• Task details
Continue the glossary of engine components from the point where it stops.

• Selected extract
::::::
Flywheel. Rotating mass with a large moment of inertia connected to the crankshaft of the engine. The purpose of the flywheel is to store energy and furnish a large angular momentum that keeps the engine rotating between power strokes and smooths out engine operation. On some aircraft engines the propeller serves as the flywheel, as does the rotating blade on many lawn mowers.

Fuel injector. A pressurized nozzle that sprays fuel into the incoming air on SI engines or into the cylinder on CI engines. On SI engines, fuel injectors are located at the intake valve ports on multipoint port injector systems and upstream at the intake manifold inlet on throttle body injector systems. In a few SI engines, injectors spray directly into the combustion chamber.

Fuel pump. Electrically or mechanically driven pump to supply fuel from the fuel tank (reservoir) to the engine. Many modern automobiles have an electric fuel pump mounted submerged in the fuel tank. Some small engines and early automobiles had no fuel pump, relying on gravity feed.

Glow plug. Small electrical resistance heater mounted inside the combustion chamber of many CI engines, used to preheat the chamber enough so that combustion will occur when first starting a cold engine. The glow plug is turned off after the engine is started.

Head. The piece which closes the end of the cylinders, usually containing part of the clearance volume of the combustion chamber. The head is usually cast iron or aluminum, and bolts to the engine block. In some less common engines, the head is one piece with the block. The head contains the spark plugs in SI engines and the fuel injectors in CI engines and some SI engines. Most modern engines have the valves in the head, and many have the camshaft(s) positioned there also (overhead valves and overhead cam).

Head gasket. Gasket which serves as a sealant between the engine block and head where they bolt together. They are usually made in sandwich construction of metal and composite materials. Some engines use liquid head gaskets.

Intake manifold. Piping system which delivers incoming air to the cylinders, usually made of cast metal, plastic, or composite material. In most SI engines, fuel is added to the air in the intake manifold system either by fuel injectors or with a carburetor. Some intake manifolds are heated to enhance fuel evaporation. The individual pipe to a single cylinder is called a runner.

Main bearing. The bearings connected to the engine block in which the crankshaft rotates. The maximum number of main bearings would be equal to the number of pistons plus one, or one between each set of pistons plus the two ends. On some less powerful engines, the number of main bearings is less than this maximum.

Oil pan. Oil reservoir usually bolted to the bottom of the engine block, making up
part of the crankcase. Acts as the oil sump for most engines.
::::::
• Object point labels
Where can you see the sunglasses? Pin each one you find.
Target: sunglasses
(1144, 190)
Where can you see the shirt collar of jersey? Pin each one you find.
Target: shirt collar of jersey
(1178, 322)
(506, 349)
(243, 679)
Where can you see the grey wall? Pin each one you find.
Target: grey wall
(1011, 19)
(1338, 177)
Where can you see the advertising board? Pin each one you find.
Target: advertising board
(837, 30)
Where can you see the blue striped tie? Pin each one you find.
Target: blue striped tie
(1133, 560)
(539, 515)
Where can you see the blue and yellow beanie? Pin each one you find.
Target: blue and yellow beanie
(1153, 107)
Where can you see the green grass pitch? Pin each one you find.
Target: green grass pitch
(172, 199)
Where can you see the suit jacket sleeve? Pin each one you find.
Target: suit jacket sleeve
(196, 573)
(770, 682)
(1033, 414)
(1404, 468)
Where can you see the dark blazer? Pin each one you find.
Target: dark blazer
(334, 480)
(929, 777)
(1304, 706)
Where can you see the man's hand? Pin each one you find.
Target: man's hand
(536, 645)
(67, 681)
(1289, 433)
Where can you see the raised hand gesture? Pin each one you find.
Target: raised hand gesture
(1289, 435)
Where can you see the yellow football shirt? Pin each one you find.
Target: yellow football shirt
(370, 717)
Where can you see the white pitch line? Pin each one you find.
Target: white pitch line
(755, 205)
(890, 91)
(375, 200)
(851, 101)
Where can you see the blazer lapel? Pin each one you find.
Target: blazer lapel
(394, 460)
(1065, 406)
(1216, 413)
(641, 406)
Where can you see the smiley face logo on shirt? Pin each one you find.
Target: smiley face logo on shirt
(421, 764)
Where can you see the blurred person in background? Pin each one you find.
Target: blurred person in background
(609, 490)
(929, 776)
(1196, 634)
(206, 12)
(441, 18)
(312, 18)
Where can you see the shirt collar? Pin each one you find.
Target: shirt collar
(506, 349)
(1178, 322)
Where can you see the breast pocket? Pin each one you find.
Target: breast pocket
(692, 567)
::::::
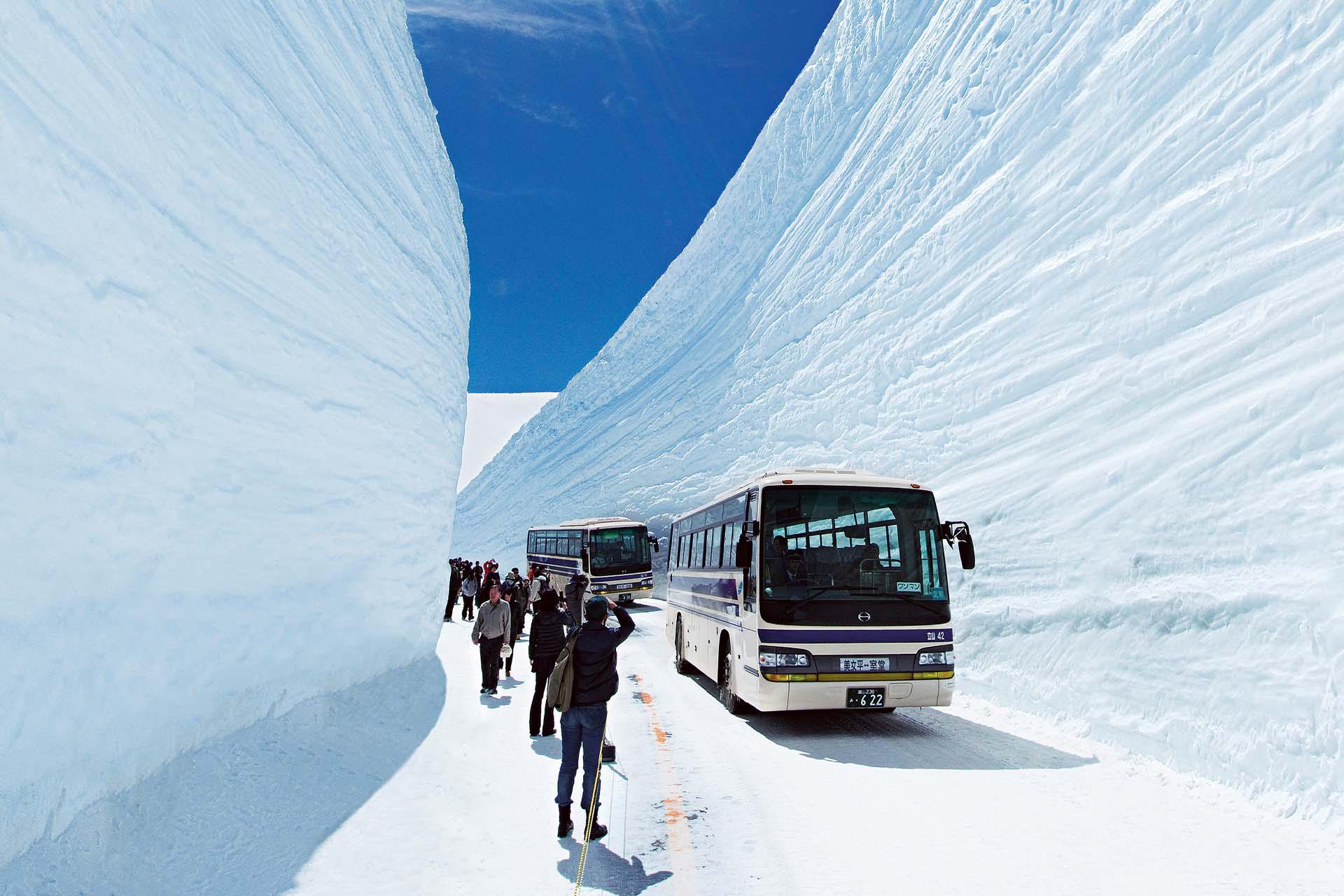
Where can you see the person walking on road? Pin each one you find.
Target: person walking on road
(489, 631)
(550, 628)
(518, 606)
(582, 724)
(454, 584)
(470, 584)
::::::
• Answer to this exercise
Oil pump. Pump used to distribute oil from the oil sump to required lubrication points. The oil pump can be electrically driven, but is most commonly mechanically driven by the engine. Some small engines do not have an oil pump and are lubricated by splash distribution.

Oil sump. Reservoir for the oil system of the engine, commonly part of the crankcase. Some engines (aircraft) have a separate closed reservoir called a dry sump.

Piston. The cylindrical-shaped mass that reciprocates back and forth in the cylinder, transmitting the pressure forces in the combustion chamber to the rotating crankshaft. The top of the piston is called the crown and the sides are called the skirt.

The face on the crown makes up one wall of the combustion chamber and may be a flat or highly contoured surface. Some pistons contain an indented bowl in the crown, which makes up a large percent of the clearance volume.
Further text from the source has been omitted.